▶ Input material:
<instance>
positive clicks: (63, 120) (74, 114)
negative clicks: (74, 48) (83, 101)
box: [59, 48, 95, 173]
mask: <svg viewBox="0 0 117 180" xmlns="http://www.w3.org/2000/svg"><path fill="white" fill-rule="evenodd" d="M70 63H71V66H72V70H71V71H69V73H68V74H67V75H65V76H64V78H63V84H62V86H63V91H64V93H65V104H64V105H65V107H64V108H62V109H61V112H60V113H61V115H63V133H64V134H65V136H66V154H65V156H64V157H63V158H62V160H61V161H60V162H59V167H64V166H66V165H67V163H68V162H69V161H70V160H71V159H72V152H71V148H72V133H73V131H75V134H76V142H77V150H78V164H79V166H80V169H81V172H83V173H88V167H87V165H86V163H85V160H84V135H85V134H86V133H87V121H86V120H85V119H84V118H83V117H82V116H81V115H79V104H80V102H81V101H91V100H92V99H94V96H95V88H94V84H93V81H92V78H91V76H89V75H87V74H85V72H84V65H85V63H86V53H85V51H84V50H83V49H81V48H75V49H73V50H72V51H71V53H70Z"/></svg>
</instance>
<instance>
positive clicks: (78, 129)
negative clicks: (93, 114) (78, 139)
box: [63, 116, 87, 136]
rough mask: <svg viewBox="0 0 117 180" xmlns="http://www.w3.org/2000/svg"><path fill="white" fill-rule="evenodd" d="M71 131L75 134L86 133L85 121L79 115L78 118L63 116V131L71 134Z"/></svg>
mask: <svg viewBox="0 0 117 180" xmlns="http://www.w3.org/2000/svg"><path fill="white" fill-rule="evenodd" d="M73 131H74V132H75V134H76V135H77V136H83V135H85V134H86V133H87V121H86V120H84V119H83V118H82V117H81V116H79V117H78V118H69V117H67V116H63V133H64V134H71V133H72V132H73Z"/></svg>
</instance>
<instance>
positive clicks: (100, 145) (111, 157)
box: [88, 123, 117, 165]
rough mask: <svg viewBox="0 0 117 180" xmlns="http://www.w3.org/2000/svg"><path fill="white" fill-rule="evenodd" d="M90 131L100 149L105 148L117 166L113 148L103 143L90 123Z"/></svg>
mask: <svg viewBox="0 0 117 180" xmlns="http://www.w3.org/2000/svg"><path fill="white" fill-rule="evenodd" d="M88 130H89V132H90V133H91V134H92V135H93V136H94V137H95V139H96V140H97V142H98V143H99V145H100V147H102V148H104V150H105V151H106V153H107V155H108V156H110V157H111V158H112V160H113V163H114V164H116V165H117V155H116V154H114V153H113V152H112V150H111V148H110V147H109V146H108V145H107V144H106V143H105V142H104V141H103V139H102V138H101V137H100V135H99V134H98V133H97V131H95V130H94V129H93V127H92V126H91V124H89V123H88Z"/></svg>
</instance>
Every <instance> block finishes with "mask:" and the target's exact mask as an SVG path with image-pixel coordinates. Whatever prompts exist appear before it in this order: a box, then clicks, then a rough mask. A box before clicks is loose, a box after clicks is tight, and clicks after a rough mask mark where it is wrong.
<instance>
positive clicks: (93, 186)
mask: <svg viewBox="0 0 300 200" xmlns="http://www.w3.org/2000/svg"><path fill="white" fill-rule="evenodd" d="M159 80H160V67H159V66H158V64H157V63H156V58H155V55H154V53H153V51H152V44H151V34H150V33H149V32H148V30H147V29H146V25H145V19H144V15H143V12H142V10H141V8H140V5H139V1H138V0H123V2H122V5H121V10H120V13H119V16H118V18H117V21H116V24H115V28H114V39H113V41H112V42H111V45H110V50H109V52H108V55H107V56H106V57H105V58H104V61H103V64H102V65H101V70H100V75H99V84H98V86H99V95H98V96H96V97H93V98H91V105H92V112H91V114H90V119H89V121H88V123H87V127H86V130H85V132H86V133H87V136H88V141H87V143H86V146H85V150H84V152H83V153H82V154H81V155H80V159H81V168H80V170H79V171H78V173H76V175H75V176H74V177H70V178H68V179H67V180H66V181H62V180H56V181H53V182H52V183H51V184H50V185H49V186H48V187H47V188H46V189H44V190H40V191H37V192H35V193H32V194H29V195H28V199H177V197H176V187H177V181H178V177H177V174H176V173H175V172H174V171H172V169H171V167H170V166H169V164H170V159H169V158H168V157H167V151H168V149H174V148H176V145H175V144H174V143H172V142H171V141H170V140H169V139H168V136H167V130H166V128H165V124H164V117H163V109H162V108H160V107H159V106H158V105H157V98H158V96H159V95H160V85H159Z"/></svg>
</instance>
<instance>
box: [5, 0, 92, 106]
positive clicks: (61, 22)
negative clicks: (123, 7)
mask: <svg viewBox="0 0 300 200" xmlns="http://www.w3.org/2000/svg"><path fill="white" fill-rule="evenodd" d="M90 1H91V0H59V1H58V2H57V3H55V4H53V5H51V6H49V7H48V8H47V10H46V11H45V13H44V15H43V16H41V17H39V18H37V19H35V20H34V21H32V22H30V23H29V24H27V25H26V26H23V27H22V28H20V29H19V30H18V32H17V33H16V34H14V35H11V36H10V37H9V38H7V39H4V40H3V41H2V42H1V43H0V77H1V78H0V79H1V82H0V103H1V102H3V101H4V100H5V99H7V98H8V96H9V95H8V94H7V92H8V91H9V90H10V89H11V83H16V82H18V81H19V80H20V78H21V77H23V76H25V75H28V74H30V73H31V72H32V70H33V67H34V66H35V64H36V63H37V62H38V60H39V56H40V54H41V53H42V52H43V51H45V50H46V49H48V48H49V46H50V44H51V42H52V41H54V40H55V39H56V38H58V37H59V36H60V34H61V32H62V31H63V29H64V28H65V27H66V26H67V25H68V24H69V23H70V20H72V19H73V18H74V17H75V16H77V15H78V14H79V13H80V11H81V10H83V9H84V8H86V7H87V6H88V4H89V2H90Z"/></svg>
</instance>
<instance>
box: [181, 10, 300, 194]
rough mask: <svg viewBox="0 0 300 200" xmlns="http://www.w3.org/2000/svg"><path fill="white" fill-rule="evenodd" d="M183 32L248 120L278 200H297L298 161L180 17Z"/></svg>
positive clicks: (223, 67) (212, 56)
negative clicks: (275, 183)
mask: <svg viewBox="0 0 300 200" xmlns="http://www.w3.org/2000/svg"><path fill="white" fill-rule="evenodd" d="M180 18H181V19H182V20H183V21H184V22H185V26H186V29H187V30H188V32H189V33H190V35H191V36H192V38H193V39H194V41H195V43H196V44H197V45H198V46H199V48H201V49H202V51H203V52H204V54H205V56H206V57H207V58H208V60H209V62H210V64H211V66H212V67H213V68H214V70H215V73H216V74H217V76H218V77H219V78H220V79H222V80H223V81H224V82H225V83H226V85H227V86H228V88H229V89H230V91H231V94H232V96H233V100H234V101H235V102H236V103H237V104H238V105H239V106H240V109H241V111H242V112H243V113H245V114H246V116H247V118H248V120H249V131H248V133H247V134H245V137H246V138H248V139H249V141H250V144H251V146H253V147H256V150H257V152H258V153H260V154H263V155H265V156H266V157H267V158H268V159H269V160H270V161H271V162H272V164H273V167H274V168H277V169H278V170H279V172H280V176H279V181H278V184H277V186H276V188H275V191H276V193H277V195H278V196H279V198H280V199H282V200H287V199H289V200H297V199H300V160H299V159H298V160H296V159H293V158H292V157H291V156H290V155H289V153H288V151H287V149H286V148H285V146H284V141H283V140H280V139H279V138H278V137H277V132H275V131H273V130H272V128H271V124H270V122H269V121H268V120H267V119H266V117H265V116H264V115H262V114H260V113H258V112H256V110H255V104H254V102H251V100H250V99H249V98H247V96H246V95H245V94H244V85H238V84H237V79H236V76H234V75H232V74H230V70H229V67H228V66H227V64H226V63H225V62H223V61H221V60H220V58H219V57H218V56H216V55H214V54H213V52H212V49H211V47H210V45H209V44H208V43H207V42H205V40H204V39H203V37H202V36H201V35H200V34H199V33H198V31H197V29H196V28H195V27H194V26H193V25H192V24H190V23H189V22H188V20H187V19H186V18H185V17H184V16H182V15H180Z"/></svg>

▶ Problem description:
Your task is to transcribe, with no changes, only the lines of the listing above that lie between the line holding "positive clicks: (78, 129)" and the line holding "box: [63, 116, 87, 136]", inclusive.

▶ Output for this exercise:
positive clicks: (78, 129)
negative clicks: (93, 114) (78, 139)
box: [63, 116, 87, 136]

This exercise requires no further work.